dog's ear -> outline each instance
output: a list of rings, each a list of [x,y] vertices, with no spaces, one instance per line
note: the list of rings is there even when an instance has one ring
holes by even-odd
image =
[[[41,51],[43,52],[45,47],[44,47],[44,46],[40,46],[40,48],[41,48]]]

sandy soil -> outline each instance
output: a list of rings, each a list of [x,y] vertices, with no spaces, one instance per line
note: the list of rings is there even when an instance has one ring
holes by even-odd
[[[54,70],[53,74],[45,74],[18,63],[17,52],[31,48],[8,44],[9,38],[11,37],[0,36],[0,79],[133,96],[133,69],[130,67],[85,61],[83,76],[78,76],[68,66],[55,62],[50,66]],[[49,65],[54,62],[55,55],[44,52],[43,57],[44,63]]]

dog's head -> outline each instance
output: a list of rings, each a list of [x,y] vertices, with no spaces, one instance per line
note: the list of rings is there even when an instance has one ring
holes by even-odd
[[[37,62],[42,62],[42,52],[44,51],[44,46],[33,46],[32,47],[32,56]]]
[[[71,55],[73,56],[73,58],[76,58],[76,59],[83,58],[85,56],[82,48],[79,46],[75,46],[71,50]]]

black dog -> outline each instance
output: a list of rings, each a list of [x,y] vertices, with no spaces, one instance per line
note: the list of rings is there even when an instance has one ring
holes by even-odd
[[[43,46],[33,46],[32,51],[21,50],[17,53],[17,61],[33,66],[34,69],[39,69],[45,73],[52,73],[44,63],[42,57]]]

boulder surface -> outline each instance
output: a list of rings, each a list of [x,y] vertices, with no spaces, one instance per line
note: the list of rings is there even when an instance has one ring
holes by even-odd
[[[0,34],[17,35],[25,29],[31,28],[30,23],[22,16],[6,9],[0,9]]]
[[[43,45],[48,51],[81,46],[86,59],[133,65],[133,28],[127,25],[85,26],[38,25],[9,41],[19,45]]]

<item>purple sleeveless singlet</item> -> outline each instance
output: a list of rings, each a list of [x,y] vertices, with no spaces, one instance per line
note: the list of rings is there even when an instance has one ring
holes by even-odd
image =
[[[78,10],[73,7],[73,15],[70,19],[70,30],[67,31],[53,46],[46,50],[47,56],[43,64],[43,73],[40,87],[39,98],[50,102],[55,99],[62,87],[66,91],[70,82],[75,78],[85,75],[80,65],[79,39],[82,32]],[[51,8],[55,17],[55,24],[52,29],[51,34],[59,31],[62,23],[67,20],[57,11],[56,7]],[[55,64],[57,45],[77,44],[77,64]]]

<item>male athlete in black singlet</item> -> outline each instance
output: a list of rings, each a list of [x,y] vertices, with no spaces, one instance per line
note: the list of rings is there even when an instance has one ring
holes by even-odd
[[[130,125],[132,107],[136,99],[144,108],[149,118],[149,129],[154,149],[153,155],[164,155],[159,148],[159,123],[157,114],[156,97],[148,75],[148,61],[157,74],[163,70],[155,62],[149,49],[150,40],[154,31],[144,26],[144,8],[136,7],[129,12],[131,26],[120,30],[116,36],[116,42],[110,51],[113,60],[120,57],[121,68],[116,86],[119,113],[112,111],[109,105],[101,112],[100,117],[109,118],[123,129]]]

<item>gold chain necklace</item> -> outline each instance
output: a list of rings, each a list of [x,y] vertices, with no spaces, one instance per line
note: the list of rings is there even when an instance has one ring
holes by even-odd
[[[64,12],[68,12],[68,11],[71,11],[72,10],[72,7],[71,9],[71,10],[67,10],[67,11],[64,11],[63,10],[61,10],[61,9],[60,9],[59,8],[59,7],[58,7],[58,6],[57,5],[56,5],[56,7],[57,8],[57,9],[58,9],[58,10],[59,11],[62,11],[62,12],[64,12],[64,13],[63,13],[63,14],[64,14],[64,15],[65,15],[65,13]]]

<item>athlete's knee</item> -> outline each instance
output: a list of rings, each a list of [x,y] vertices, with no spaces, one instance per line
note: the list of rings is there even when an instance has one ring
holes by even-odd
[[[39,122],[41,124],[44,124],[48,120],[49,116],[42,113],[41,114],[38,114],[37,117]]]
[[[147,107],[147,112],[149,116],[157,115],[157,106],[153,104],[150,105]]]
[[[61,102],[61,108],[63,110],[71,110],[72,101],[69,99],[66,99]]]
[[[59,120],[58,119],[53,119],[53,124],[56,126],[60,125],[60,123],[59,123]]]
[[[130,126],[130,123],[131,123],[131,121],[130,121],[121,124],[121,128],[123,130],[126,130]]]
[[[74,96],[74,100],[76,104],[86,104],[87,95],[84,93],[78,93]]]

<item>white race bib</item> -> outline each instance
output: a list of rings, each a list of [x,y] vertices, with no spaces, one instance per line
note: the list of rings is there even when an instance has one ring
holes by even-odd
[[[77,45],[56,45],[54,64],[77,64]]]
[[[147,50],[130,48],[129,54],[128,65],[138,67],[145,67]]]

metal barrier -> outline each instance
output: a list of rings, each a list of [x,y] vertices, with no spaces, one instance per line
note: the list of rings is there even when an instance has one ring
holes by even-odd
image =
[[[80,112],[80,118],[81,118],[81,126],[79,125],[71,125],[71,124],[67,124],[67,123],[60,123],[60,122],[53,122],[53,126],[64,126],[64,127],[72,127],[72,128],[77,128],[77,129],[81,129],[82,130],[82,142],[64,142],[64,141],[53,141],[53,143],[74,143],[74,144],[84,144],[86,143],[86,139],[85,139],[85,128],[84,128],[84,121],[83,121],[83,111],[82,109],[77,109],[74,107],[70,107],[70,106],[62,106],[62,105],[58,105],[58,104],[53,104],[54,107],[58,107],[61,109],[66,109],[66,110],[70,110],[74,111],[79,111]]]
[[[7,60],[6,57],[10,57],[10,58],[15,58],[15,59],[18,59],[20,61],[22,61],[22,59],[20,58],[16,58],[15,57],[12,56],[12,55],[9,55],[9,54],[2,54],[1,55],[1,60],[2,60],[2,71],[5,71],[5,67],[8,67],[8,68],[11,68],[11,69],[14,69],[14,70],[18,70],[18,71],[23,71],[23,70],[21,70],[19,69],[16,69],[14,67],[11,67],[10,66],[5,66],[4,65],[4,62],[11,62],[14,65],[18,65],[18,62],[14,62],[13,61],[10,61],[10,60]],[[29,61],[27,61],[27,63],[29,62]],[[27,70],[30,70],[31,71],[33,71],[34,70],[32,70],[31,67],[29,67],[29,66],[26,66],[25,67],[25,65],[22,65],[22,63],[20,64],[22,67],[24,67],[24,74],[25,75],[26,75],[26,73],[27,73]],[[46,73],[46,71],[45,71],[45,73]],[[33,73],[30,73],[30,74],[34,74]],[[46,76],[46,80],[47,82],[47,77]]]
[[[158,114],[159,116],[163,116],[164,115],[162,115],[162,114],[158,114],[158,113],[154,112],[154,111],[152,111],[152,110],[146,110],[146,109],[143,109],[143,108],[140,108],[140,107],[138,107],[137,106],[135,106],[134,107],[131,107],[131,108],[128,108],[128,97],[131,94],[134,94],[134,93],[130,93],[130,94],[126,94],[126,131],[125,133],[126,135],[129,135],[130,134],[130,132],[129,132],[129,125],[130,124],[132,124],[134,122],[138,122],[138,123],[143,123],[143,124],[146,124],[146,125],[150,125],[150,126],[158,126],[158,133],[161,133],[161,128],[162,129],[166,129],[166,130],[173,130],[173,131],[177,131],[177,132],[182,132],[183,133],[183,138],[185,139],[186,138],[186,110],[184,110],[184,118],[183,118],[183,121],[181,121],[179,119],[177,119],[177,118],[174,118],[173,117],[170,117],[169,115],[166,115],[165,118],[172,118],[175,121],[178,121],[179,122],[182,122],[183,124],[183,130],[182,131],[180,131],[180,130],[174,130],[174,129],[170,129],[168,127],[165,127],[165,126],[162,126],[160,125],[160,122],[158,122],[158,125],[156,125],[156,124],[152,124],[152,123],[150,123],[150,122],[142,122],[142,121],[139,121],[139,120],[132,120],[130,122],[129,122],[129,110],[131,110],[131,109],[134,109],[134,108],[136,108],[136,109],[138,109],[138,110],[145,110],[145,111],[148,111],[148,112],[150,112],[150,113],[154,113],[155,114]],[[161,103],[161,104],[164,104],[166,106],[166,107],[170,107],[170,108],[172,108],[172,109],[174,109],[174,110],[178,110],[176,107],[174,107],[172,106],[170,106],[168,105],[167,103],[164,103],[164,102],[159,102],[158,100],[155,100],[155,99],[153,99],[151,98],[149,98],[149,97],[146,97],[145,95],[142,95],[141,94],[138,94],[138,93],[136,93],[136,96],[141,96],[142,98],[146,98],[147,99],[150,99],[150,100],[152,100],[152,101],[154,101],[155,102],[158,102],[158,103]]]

Directive
Copy out the lines starting with the line containing "<item>white race bib</item>" and going on through the line containing "[[[147,50],[130,48],[129,54],[128,65],[138,67],[145,67]]]", changing "vertices" to "points" and leaving everything else as it is.

Correct response
<item>white race bib</item> -> outline each instance
output: a list of rings, each a list of [x,y] points, with no spaces, one instance per line
note: the list of rings is there even when an instance has one ring
holes by even-odd
[[[77,45],[56,45],[54,64],[77,64]]]
[[[147,50],[130,48],[129,54],[128,65],[138,67],[145,67]]]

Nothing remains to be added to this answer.